Will you restate verbatim the lines running from the line with "Could you please locate the gray" to the end of the data, leaving out everything else?

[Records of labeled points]
====
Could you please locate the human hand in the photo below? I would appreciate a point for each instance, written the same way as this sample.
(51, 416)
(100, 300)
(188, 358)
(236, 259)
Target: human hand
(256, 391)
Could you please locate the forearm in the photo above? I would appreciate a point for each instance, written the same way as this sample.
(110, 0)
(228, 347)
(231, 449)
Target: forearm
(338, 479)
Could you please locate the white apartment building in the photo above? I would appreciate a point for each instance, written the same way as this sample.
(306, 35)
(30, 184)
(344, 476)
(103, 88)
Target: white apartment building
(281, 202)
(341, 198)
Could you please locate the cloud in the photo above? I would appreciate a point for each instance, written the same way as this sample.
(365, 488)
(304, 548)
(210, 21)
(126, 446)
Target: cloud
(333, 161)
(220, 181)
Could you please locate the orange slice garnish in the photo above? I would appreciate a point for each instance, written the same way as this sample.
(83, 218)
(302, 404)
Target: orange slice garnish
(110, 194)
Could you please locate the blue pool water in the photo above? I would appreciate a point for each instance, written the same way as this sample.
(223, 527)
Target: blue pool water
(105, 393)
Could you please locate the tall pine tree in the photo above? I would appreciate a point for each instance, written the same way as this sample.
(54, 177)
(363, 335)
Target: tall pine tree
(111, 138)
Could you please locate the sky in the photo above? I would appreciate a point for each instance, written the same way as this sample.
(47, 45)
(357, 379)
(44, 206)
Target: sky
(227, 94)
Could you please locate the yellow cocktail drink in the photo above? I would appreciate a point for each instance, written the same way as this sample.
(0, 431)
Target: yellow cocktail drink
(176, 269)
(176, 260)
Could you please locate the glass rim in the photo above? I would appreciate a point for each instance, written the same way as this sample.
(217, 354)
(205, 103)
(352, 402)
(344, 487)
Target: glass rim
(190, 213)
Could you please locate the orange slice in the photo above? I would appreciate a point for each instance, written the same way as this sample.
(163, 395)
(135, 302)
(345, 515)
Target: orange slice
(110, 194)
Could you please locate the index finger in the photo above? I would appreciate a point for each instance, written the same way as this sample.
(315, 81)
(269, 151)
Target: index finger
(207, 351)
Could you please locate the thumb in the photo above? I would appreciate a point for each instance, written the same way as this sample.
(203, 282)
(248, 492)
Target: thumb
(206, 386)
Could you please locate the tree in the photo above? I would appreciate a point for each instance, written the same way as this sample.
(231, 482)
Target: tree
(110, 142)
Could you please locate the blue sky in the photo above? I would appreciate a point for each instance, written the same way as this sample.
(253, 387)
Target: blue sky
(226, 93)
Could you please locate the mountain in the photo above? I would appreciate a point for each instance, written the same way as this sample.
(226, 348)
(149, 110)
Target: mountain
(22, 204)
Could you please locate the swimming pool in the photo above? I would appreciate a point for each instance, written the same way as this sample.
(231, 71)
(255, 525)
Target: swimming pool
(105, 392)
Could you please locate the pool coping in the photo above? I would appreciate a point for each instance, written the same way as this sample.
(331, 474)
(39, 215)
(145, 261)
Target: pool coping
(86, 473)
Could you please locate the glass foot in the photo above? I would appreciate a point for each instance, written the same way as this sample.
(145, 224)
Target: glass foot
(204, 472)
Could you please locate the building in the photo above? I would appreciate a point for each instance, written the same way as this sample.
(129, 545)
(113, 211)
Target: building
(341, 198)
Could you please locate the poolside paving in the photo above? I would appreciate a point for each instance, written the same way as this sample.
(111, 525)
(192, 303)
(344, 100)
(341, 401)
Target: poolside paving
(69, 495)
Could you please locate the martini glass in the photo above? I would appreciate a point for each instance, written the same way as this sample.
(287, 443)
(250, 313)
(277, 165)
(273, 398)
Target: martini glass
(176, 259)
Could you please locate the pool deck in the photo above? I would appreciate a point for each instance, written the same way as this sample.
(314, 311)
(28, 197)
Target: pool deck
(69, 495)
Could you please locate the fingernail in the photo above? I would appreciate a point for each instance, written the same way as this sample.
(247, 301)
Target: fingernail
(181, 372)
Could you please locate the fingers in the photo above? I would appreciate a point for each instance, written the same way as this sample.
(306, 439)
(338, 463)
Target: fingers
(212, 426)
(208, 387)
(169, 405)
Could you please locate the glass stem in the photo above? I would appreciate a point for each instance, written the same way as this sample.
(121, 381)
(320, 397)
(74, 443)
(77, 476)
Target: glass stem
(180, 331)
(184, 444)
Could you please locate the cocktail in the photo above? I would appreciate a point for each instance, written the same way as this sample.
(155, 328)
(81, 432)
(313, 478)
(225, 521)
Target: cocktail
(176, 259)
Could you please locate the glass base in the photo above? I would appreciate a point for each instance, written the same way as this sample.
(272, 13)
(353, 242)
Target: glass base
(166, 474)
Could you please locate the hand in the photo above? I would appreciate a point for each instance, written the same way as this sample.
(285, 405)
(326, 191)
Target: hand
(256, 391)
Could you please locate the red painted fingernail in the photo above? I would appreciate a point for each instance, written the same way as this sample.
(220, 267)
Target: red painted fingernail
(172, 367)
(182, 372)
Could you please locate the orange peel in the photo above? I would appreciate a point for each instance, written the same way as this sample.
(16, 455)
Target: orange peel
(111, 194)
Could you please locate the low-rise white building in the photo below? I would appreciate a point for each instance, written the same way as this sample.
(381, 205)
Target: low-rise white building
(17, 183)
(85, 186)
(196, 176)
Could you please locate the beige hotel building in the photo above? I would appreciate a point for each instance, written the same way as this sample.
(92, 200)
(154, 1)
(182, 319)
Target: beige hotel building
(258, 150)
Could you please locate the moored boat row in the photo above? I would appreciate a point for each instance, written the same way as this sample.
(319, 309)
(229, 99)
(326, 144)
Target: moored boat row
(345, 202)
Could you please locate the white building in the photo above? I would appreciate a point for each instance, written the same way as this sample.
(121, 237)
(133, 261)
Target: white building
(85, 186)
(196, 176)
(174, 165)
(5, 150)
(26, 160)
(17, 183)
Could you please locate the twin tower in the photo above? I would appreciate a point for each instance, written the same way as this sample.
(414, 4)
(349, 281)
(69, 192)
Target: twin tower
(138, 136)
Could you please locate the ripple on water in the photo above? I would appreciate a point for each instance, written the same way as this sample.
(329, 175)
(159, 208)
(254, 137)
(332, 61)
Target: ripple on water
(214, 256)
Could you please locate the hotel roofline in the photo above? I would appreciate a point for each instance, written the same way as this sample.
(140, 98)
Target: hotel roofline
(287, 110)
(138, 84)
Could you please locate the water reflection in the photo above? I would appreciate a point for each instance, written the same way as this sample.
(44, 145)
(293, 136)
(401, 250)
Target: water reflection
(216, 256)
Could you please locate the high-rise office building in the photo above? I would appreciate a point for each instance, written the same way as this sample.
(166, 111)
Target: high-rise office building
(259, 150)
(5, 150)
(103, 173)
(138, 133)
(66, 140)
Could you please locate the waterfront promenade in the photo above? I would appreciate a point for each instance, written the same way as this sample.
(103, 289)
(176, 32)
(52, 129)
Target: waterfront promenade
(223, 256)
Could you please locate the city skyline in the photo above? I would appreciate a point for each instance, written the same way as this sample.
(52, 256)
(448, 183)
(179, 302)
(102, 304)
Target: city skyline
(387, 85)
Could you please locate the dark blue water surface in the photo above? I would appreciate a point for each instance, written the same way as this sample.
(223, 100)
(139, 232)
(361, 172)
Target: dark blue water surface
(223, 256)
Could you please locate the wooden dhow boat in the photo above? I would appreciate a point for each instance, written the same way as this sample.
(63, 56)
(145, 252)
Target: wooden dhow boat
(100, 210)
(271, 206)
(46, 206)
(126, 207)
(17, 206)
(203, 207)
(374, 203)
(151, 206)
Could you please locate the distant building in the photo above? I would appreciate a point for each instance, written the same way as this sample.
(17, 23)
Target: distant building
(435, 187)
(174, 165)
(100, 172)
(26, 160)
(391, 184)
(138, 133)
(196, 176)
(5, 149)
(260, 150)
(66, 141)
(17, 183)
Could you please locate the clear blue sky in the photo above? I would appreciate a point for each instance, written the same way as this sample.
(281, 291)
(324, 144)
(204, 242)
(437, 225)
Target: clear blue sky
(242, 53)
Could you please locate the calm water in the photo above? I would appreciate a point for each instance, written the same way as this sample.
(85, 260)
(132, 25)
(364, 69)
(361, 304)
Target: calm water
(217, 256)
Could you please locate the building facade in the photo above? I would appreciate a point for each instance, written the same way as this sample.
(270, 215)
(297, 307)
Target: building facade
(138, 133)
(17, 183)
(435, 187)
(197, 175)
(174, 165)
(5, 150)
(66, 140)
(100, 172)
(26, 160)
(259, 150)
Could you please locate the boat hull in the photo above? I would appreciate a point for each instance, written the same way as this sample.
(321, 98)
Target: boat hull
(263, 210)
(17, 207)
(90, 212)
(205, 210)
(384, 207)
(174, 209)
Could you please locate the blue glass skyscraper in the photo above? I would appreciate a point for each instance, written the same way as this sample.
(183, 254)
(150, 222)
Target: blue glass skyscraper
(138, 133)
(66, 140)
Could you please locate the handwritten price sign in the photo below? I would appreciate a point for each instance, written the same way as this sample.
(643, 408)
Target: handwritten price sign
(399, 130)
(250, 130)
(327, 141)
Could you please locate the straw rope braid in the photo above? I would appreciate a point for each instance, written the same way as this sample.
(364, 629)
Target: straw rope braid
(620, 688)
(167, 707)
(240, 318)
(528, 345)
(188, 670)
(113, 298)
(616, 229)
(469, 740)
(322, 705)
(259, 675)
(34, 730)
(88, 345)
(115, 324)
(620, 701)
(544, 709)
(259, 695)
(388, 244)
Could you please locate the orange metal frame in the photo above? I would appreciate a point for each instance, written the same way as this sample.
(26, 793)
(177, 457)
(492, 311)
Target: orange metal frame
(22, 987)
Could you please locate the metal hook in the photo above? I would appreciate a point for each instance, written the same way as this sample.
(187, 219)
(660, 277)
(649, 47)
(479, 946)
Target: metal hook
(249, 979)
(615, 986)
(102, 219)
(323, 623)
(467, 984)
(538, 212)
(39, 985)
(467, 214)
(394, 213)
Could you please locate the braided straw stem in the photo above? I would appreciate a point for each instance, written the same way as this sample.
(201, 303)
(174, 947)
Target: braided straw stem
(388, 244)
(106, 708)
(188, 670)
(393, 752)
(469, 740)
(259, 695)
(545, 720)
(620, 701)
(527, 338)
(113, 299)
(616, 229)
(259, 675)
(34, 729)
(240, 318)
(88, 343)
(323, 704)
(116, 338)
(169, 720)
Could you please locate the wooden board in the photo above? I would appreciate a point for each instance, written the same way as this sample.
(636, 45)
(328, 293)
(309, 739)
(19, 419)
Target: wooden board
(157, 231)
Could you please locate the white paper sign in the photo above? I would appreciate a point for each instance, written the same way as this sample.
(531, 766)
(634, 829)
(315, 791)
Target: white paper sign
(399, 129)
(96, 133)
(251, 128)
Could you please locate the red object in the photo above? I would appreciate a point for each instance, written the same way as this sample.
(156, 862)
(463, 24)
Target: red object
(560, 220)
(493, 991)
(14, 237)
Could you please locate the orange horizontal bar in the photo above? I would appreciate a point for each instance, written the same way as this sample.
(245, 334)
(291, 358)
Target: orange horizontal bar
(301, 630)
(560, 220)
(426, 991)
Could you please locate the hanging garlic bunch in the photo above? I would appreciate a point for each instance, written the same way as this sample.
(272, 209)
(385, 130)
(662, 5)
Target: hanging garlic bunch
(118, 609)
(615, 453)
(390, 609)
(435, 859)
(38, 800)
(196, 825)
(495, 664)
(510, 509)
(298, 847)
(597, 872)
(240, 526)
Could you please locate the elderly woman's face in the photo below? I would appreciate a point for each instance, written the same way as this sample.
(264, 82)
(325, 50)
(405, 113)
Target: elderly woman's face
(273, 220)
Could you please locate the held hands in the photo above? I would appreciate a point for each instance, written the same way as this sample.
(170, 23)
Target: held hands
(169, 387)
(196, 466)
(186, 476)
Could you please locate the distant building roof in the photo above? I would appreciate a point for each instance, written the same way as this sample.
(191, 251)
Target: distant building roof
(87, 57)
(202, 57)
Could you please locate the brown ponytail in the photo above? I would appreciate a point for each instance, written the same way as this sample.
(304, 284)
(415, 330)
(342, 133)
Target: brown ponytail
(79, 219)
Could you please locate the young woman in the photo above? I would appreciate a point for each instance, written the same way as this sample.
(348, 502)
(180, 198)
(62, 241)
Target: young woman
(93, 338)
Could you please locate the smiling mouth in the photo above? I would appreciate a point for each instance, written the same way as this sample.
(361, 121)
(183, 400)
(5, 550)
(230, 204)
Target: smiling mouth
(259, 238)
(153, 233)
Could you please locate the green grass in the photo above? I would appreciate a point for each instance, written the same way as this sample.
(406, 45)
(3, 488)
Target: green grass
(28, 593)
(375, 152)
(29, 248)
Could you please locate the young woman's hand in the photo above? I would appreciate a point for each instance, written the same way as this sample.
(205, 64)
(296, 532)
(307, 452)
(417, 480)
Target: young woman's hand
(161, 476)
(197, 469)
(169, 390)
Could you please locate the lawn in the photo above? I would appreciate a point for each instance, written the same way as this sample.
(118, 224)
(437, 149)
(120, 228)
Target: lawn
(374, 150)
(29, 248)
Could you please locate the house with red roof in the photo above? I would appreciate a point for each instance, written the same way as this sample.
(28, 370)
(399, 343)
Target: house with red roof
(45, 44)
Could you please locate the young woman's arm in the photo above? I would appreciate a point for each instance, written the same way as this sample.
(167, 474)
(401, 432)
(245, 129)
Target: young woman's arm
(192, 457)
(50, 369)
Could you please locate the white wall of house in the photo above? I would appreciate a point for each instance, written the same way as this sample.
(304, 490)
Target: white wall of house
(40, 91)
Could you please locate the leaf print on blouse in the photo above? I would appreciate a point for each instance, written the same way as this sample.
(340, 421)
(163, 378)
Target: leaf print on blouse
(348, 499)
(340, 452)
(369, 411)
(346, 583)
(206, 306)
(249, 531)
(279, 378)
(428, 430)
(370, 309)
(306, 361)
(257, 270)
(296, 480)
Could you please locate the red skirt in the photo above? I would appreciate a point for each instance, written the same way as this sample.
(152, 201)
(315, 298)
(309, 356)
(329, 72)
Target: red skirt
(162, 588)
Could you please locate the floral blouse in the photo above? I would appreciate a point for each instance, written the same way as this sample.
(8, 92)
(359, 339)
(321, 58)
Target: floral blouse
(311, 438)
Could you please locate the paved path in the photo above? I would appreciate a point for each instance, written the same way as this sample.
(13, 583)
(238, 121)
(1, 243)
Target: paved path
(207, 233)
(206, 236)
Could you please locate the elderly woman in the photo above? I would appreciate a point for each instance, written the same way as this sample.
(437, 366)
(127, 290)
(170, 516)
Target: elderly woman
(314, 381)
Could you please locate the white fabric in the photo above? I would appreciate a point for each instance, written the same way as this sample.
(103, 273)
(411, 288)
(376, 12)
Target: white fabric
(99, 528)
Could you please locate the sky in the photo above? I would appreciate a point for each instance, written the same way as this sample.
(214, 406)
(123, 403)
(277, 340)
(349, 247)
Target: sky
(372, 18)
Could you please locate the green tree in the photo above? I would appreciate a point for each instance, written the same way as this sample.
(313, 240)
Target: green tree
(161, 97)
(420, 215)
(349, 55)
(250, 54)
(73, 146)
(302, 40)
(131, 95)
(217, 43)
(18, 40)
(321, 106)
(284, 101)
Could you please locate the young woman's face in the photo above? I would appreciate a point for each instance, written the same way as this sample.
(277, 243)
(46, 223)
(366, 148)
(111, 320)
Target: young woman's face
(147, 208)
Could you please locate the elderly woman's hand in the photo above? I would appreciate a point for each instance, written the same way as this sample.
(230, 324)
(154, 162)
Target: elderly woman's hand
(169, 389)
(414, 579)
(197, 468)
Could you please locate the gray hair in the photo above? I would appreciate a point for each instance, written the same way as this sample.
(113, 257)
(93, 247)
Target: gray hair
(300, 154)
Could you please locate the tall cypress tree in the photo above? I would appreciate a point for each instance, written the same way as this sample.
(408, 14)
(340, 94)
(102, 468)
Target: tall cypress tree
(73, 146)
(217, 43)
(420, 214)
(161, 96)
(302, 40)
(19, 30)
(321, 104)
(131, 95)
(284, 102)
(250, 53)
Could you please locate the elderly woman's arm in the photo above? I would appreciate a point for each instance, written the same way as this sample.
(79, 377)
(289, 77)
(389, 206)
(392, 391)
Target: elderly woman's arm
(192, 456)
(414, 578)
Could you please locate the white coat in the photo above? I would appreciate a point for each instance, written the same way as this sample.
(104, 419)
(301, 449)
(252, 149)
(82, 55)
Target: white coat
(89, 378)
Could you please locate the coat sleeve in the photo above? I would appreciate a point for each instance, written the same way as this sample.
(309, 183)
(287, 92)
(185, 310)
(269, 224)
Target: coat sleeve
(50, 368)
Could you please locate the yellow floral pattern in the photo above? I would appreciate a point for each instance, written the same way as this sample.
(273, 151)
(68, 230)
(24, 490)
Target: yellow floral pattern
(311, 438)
====
- Result of the exercise:
Could you please locate the gray hair in the photo above? I would appreciate a point for each instance, written the same way as this sample.
(113, 257)
(93, 247)
Target: gray hair
(300, 154)
Could you please locate the tall cypress tree in the photo above? I would appreciate a point for each instance, written the same way as this sample.
(408, 14)
(340, 94)
(102, 468)
Target: tall cypress tree
(73, 146)
(217, 43)
(420, 214)
(161, 96)
(302, 40)
(19, 30)
(321, 104)
(131, 95)
(284, 102)
(250, 53)
Could you please locate the elderly woman's arm in the photo above? I would appreciate a point for each instance, written the same way as this sample.
(79, 377)
(289, 77)
(389, 206)
(392, 391)
Target: elderly woman's arm
(192, 456)
(414, 578)
Could you please locate the white coat in the photo above? I would appreciate a point for each instance, written the same way as this sample.
(104, 419)
(301, 449)
(252, 149)
(82, 55)
Target: white coat
(89, 378)
Could you please locate the coat sleeve in the photo above? I would appreciate a point for each instance, written the same way as this sample.
(309, 183)
(287, 92)
(185, 310)
(269, 224)
Target: coat sleeve
(50, 368)
Could you please locate the yellow floral pattern in the photo above? I would appreciate a point for each instance, written the same way as this sample.
(273, 151)
(68, 230)
(24, 490)
Target: yellow floral pattern
(311, 438)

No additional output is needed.